WORK TO BE COMPLETED :: Update the listing below by changing every "Result" to "Answer" and keeping all other text as it is. Leave the pictures out of your version.

-- START RECORDS FOR THIS EXERCISE --

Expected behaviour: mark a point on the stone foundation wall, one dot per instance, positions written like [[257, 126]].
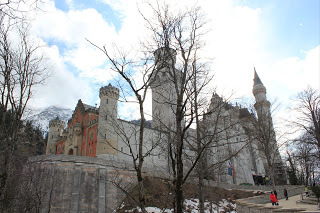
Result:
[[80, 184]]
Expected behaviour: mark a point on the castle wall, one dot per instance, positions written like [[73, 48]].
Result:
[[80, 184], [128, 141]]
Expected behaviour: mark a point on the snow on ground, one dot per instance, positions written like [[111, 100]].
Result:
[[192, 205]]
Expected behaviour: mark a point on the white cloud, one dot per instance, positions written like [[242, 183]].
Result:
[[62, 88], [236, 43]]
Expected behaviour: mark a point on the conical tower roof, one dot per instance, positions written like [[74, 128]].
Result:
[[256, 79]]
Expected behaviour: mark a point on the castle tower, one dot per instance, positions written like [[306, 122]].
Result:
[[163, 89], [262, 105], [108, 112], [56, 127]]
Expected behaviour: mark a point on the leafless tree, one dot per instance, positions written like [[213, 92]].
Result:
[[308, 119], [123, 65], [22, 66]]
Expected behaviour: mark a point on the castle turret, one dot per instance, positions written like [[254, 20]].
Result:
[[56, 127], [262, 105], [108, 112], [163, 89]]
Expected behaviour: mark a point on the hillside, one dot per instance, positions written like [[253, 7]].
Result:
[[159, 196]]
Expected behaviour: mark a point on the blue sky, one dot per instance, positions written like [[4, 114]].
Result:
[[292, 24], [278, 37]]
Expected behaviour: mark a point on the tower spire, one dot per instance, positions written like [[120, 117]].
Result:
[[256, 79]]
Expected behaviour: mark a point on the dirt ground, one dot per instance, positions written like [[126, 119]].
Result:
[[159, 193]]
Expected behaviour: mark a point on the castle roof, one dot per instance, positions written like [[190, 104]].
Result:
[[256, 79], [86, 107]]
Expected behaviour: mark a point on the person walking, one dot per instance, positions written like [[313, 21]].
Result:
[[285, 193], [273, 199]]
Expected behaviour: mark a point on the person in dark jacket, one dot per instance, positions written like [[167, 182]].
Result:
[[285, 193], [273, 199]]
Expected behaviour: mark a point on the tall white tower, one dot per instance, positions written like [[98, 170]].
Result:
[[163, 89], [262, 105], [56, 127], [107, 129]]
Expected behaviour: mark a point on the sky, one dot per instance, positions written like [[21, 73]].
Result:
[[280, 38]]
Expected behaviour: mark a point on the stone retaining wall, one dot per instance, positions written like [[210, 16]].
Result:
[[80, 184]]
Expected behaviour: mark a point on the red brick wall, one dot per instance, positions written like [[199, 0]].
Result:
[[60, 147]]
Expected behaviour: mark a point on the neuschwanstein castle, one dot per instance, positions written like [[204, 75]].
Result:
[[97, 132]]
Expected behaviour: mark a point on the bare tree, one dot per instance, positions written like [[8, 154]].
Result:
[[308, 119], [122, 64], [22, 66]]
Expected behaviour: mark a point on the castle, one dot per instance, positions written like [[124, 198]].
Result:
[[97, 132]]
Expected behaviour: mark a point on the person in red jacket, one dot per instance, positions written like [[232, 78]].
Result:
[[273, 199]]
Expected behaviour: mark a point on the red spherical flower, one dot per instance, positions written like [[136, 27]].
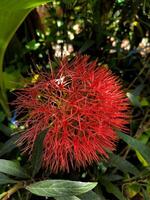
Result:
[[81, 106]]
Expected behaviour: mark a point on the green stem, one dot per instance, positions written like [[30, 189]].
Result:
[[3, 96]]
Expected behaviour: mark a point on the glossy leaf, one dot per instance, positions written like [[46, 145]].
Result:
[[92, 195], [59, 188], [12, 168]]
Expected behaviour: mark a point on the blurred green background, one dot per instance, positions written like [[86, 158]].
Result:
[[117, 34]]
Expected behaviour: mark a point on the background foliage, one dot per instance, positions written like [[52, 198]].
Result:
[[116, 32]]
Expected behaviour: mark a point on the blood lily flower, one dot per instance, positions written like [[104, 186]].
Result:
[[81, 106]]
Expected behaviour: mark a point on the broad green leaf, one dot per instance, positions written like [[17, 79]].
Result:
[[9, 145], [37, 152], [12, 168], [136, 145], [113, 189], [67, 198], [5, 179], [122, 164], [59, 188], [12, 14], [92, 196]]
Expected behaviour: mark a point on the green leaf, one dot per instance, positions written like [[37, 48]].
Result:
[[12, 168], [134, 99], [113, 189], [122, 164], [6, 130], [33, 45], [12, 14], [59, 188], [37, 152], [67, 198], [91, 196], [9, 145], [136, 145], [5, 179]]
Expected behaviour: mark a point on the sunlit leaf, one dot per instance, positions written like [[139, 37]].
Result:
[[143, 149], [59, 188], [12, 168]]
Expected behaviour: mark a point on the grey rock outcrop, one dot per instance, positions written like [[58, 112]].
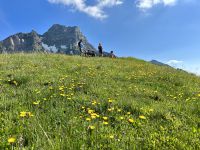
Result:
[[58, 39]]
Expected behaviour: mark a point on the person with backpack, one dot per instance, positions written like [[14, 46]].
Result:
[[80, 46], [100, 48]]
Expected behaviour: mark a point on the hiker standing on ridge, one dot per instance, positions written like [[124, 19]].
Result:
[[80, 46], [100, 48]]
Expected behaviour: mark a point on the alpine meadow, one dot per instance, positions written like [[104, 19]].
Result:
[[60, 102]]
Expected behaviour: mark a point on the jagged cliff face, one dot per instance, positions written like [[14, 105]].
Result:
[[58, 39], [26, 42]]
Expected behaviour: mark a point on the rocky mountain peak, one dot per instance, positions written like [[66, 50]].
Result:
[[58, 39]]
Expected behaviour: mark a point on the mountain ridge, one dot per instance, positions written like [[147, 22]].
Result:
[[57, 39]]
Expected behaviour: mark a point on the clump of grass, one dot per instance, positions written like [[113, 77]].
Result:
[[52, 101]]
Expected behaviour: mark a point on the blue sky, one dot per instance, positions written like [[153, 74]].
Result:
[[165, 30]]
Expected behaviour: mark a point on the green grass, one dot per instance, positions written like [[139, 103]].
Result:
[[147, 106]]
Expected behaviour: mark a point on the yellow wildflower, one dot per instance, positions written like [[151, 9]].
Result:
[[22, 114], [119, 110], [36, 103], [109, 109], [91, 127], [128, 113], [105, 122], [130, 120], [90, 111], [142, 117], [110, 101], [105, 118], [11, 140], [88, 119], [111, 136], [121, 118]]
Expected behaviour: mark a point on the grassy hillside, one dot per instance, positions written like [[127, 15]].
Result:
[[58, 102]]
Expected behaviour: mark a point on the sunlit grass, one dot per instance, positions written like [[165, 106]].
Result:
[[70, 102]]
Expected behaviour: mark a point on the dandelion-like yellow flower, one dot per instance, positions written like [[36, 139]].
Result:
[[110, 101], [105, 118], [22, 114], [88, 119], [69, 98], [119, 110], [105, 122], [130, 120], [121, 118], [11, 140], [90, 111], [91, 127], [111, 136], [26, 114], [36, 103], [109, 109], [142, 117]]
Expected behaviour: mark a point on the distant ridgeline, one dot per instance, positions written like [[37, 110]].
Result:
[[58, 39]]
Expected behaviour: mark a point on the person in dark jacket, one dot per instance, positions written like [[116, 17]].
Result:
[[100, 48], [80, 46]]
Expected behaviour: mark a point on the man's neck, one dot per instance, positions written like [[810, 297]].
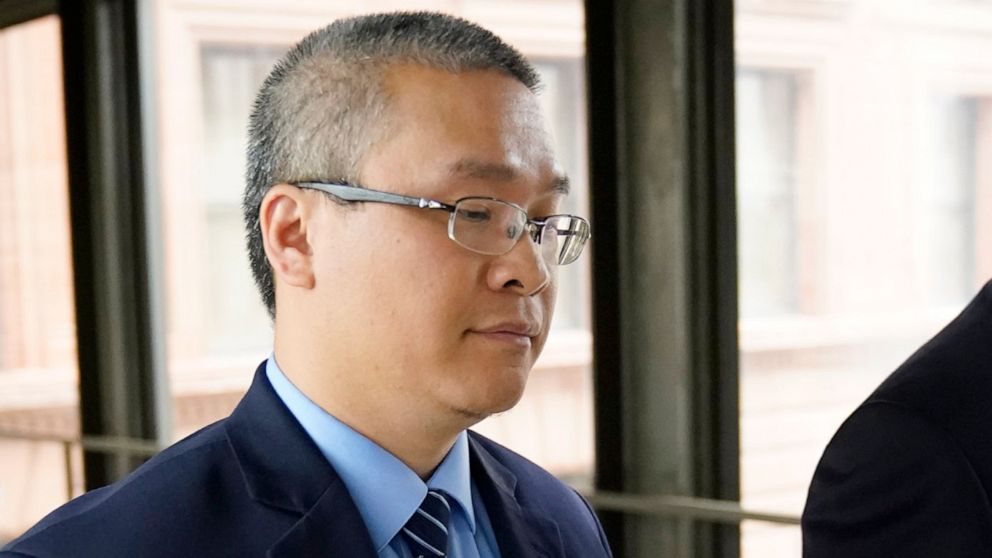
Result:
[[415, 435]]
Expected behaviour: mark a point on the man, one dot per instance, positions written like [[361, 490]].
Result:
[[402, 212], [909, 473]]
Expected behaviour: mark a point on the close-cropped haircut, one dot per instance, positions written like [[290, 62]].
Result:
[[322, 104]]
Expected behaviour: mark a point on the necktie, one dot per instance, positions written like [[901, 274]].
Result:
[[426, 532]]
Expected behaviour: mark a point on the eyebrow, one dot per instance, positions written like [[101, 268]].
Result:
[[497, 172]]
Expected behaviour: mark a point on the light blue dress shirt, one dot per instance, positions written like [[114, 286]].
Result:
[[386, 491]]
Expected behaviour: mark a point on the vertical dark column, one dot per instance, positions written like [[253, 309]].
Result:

-- END RECORDS FOR THIS EXERCISE --

TASK ANSWER ::
Expected behaviour: mark a point on the stone foundation wall, one dot per instance, positions written like [[257, 126]].
Answer:
[[80, 184]]
Expected behaviour: mark a point on the castle wall, one dot per instance, positions written like [[73, 48]].
Answer:
[[80, 184], [128, 141]]
Expected behaviour: mark a point on the snow on ground, one dot per instance, positions written like [[111, 100]].
Answer:
[[192, 205]]
Expected behaviour: mark a point on the white cloud, one dot per instance, positions written like [[242, 183]].
Answer:
[[62, 88], [236, 43]]
Expected behaviour: mark a point on the conical tower roof, one dot per instance, positions written like [[74, 128]].
Answer:
[[256, 79]]
Expected behaviour: mark a point on the castle tower, one dot per instance, positions written like [[306, 122]].
Answer:
[[163, 89], [262, 105], [108, 112], [56, 127]]
Expected behaviour: mark a point on the leafless tree, one dot per instance, positions written like [[213, 92]].
Answer:
[[308, 119], [123, 65], [22, 66]]
Expected behaviour: mark a point on the castle turret, one dot per instance, positions written like [[254, 20]].
Answer:
[[56, 127], [262, 105], [108, 112], [163, 89]]
Expected behaviour: mark a point on the hillside, one dot per instance, positions written like [[253, 7]].
Answer:
[[159, 196]]
Expected behaviour: mark a point on the blue sky, one dot per instance, positions written like [[4, 114]].
Answer:
[[292, 24], [278, 37]]
Expected behaviour: mark a point on the tower spire, one dot per instance, positions written like [[120, 117]].
Answer:
[[256, 79]]
Expected behaviour: mark a point on the dirt ground, one dot per instance, positions written like [[126, 119]].
Answer:
[[159, 193]]
Expected behaviour: mark a point on the castle roof, one dot per instance, positions written like [[190, 104]].
Answer:
[[256, 79], [86, 107]]
Expected behaviour: mark a point on the person walking, one dot per instance, positions written like [[313, 21]].
Answer:
[[285, 193], [273, 199]]
Expected behaviour: mark a point on the person in dark jacket, one dot per instance, positions written like [[167, 182]].
Answer:
[[285, 193], [273, 199]]
Expected behaviour: mark a point on the tall white tower, one dot per instance, positions written like [[98, 170]].
Answer:
[[163, 89], [262, 105], [56, 127], [107, 129]]
Expected behaviour: mark a point on the sky, one dot per instance, positions written like [[21, 73]].
Answer:
[[280, 38]]
Expected behaviour: mark a point on the stone retaining wall, one dot per instance, positions written like [[210, 16]].
Answer:
[[80, 184]]
Expected behaviour: mark a point on the red brick wall, one dot per instance, positions written like [[199, 0]].
Answer:
[[60, 147]]
Expected behaviour: mark a point on the neuschwanstein castle, one dot per instance, positions written like [[204, 75]].
Answer:
[[97, 132]]
Expected behaviour: mark a point on the bare tree, one dot per instance, positions written like [[8, 154]].
Answer:
[[308, 119], [122, 64], [22, 66]]
Expected behaviour: mark a point on the castle, one dot per instance, positions written like [[124, 198]].
Answer:
[[97, 132]]
Expected behaviour: mark a point on the person in red jacket, one dot per instance, positions written like [[232, 78]].
Answer:
[[273, 199]]
Expected behaviour: mark a point on the red spherical flower, one dot per instance, positions written like [[136, 27]].
Answer:
[[81, 106]]
Expected behaviour: mark a point on the green stem, one dot per instance, positions written like [[30, 189]].
Answer:
[[3, 96]]
Expected behaviour: mark a point on the glossy leaf, one dot per instance, positions written like [[46, 145]].
Answer:
[[92, 195], [59, 188], [12, 168]]
Expected behaviour: mark a point on the blurred green background, one dot per instance, positions written like [[86, 158]].
Answer:
[[117, 34]]
Expected behaviour: mark a point on the background foliage, one dot per instance, positions written like [[52, 198]].
Answer:
[[116, 32]]
Expected behaviour: mark a point on the blood lily flower, one dot per instance, positions written like [[104, 186]].
Answer:
[[81, 106]]
Expected behaviour: mark a point on the broad green leaf, one dot per instance, positions written like [[17, 79]].
Answer:
[[9, 145], [37, 152], [12, 168], [136, 145], [113, 189], [67, 198], [5, 179], [122, 164], [59, 188], [12, 14], [92, 196]]
Expected behaviour: mark a point on the green leaf, one dot per instance, positions written like [[37, 48]].
Answer:
[[12, 168], [134, 99], [113, 189], [122, 164], [6, 130], [33, 45], [12, 14], [59, 188], [37, 152], [67, 198], [91, 196], [9, 145], [136, 145], [5, 179]]
Expected behaviour: mark a point on the sunlit leaf, one dot per instance, positions written like [[139, 37]].
Answer:
[[143, 149], [59, 188], [12, 168]]
Expected behaviour: mark a point on the grey rock outcrop, one dot per instance, positions written like [[58, 112]].
Answer:
[[58, 39]]
Expected behaviour: mark a point on the person with backpack, one dot per instance, positions written like [[14, 46]].
Answer:
[[80, 46], [100, 48]]
Expected behaviour: mark a point on the hiker standing on ridge, one dot per instance, positions written like [[124, 19]].
Answer:
[[80, 46], [100, 48]]
Expected behaviour: mark a point on the alpine meadow, one dot per instance, positions written like [[104, 19]].
Answer:
[[60, 102]]
Expected behaviour: mark a point on the jagged cliff face, one dot per instance, positions written like [[14, 105]].
Answer:
[[58, 39], [26, 42]]
Expected behaviour: mark a point on the rocky mountain peak, one dot per instance, positions written like [[66, 50]].
Answer:
[[58, 39]]
Expected behaviour: mark a point on the mountain ridge, one dot per instance, positions written like [[147, 22]].
Answer:
[[57, 39]]
Expected behaviour: mark a point on the clump of grass, one dot per instance, positions written like [[113, 77]].
Answer:
[[52, 101]]
Expected behaviour: mark a point on the blue sky, one dot per instance, positions written like [[153, 74]].
Answer:
[[165, 30]]
Expected behaviour: mark a point on the green grass, one dot per instance, positions written like [[139, 103]].
Answer:
[[147, 106]]
Expected behaviour: mark a point on the yellow wildflower, one dot per instance, positions written like [[151, 9]].
Answer:
[[22, 114], [119, 110], [36, 103], [109, 109], [91, 127], [128, 113], [105, 122], [130, 120], [90, 111], [142, 117], [110, 101], [105, 118], [11, 140], [88, 119], [111, 136], [121, 118]]
Expected behaviour: mark a point on the grassy hillside, one dot per instance, positions written like [[127, 15]].
Answer:
[[58, 102]]
Expected behaviour: mark a point on the sunlit grass, one dot per instance, positions written like [[165, 106]].
Answer:
[[70, 102]]
Expected behaviour: mark a point on the dandelion-like yellow flower, one dot per instance, positions written like [[36, 139]].
Answer:
[[110, 101], [105, 118], [22, 114], [88, 119], [69, 98], [119, 110], [105, 122], [130, 120], [121, 118], [11, 140], [90, 111], [91, 127], [111, 136], [26, 114], [36, 103], [109, 109], [142, 117]]
Expected behaviour: mark a point on the distant ridgeline, one dot per instance, positions written like [[37, 110]].
Answer:
[[58, 39]]
Expected behaviour: mark a point on the person in dark jacket, one dot per instance, positions written like [[116, 17]].
Answer:
[[100, 48], [80, 46]]
Expected behaviour: mark a point on the man's neck, one dot per instance, positions written like [[810, 297]].
Answer:
[[415, 435]]
Expected behaviour: mark a point on the man, one dot per instance, positions written like [[361, 490]].
Answer:
[[402, 212], [909, 473]]
Expected behaviour: mark a point on the close-cropped haircut, one dot per instance, positions written like [[290, 62]].
Answer:
[[322, 104]]
Expected behaviour: mark a point on the necktie, one dot per instance, positions written like [[901, 274]].
Answer:
[[426, 532]]
Expected behaviour: mark a point on the eyebrow, one dot per instance, positions written like [[101, 268]].
Answer:
[[497, 172]]
Expected behaviour: mark a point on the light blue dress shirt, one dot per instance, positions written like [[114, 286]].
Answer:
[[386, 491]]
Expected behaviour: mark a point on the vertical dark column, one dot per instance, positions written like [[253, 309]].
Answer:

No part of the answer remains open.